Work task:
Every line containing the string "soccer" should be returned from the records.
[Start of section]
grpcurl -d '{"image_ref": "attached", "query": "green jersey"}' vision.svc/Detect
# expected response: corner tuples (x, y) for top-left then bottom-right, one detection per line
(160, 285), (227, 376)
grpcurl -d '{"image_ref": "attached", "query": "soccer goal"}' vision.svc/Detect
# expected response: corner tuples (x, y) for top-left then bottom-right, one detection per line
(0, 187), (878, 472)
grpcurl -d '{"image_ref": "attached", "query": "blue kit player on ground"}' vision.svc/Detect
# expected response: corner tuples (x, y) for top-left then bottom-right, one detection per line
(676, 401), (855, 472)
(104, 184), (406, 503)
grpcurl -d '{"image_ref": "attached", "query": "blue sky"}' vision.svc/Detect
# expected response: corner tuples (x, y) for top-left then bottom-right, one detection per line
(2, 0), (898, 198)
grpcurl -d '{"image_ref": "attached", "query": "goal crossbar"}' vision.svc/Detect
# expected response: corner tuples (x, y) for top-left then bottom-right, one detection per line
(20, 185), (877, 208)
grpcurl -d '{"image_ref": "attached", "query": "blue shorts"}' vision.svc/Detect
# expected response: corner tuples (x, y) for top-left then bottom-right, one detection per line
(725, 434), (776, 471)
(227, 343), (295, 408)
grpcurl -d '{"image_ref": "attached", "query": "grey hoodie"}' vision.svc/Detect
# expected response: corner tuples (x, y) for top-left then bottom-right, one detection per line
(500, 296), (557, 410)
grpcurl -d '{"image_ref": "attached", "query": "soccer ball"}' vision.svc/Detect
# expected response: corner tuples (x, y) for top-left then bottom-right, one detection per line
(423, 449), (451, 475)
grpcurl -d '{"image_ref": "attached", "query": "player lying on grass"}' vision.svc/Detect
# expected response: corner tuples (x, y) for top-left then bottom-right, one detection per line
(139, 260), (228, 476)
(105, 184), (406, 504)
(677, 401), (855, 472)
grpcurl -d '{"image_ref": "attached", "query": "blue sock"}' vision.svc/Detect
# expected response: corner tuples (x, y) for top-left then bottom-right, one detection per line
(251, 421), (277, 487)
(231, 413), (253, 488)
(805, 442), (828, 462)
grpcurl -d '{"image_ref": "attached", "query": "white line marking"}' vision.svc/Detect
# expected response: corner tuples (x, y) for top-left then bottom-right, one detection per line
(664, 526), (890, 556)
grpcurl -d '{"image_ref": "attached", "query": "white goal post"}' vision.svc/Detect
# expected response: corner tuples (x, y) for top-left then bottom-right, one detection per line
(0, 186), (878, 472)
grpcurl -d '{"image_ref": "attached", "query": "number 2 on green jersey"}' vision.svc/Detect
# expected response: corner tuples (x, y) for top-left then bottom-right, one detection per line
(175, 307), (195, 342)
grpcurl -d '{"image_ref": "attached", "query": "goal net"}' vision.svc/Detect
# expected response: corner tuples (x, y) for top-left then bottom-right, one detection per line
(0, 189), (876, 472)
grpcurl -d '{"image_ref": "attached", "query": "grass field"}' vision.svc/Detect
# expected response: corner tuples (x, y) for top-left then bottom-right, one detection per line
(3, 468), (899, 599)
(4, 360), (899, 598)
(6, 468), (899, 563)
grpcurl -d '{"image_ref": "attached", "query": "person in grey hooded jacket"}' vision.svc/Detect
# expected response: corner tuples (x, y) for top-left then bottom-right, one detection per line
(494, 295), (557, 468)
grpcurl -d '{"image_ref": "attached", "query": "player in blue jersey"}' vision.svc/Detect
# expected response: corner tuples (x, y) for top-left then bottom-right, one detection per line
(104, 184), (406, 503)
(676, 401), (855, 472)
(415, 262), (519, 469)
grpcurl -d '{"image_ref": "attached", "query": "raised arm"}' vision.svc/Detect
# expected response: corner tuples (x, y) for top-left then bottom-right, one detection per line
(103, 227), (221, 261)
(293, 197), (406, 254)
[End of section]
Exercise output:
grpcurl -d '{"image_ref": "attached", "query": "soccer goal"}' vision.svc/Detect
grpcurl -d '{"image_ref": "attached", "query": "soccer ball"}' vision.svc/Detect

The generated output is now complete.